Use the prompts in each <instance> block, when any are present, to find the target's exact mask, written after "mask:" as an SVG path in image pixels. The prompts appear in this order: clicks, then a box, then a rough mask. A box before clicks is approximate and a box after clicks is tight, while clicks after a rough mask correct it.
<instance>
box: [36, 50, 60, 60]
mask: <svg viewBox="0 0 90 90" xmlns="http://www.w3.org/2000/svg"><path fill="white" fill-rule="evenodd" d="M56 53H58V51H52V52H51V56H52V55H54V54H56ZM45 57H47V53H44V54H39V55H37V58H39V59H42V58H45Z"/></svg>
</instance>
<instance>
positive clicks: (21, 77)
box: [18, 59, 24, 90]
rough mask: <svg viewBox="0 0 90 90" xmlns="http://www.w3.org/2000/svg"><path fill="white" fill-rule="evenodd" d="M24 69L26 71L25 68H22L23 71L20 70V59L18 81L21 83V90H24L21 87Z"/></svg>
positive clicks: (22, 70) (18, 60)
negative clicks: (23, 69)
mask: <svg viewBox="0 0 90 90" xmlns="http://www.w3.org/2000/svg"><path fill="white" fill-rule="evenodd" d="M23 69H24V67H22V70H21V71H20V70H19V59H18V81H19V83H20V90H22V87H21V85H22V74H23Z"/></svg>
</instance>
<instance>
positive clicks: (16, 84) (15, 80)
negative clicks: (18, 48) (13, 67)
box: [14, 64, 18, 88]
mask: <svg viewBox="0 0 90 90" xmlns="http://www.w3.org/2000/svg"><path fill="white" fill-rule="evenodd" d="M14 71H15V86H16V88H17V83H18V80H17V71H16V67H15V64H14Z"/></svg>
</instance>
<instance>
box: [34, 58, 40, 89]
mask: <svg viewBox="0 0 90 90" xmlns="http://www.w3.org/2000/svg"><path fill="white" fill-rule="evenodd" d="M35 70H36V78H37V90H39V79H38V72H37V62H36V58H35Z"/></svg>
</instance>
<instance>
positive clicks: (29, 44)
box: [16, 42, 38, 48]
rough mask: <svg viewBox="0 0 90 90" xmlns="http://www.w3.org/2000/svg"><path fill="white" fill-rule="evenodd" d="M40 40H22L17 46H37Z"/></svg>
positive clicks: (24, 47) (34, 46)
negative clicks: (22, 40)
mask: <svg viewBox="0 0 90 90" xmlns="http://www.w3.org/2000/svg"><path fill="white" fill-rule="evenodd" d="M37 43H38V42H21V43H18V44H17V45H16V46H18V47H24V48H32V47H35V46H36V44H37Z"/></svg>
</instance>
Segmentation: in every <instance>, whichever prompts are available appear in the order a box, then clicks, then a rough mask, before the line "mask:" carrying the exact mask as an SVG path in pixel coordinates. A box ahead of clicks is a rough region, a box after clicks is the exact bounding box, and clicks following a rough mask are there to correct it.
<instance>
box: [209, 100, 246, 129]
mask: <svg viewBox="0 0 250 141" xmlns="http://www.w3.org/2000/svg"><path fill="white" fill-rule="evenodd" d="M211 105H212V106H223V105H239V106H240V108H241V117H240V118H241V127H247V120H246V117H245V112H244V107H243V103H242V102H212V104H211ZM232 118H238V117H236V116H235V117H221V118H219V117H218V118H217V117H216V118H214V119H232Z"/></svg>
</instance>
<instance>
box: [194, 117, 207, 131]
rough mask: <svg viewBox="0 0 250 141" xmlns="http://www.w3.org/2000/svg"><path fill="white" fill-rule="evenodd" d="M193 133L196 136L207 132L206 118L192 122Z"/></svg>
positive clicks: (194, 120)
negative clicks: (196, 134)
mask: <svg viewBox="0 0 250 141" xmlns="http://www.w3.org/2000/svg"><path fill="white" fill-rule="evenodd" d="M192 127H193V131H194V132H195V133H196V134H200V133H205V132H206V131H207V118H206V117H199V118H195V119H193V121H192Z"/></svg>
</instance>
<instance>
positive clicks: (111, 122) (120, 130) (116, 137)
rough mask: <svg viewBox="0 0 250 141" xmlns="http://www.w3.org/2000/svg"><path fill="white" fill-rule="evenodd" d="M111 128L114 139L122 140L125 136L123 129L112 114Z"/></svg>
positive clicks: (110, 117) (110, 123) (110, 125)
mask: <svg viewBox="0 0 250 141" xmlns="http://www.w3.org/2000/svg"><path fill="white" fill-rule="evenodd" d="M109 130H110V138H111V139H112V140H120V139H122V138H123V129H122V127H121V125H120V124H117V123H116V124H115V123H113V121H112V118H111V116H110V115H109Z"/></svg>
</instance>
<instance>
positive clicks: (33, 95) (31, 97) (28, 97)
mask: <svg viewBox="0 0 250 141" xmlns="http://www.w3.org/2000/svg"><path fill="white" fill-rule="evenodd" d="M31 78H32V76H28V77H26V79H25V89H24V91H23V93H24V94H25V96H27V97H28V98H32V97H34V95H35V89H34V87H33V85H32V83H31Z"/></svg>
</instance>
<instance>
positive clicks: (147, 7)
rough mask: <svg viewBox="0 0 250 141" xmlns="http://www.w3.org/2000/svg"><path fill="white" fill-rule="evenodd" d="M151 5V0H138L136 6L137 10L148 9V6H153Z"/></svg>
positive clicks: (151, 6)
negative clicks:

EXERCISE → From the records, copy out each line that includes the string "order".

RESULT BELOW →
Use the prompts in each <instance> block, when any are present, to find the target's exact mask, written after "mask:" as an SVG path in image pixels. The prompts appear in this order: clicks, then a box, then a rough mask. A box before clicks is approximate and a box after clicks is tight, while clicks after a rough mask correct it.
Segmentation: in every <instance>, whichever prompts are available appear in the order a box, then clicks, then a rough mask, before the line "mask:" carrying the exact mask as an SVG path in pixel coordinates. A box ahead of clicks is a rough region, a box after clicks is the exact bounding box, and clicks following a rough mask are there to correct it.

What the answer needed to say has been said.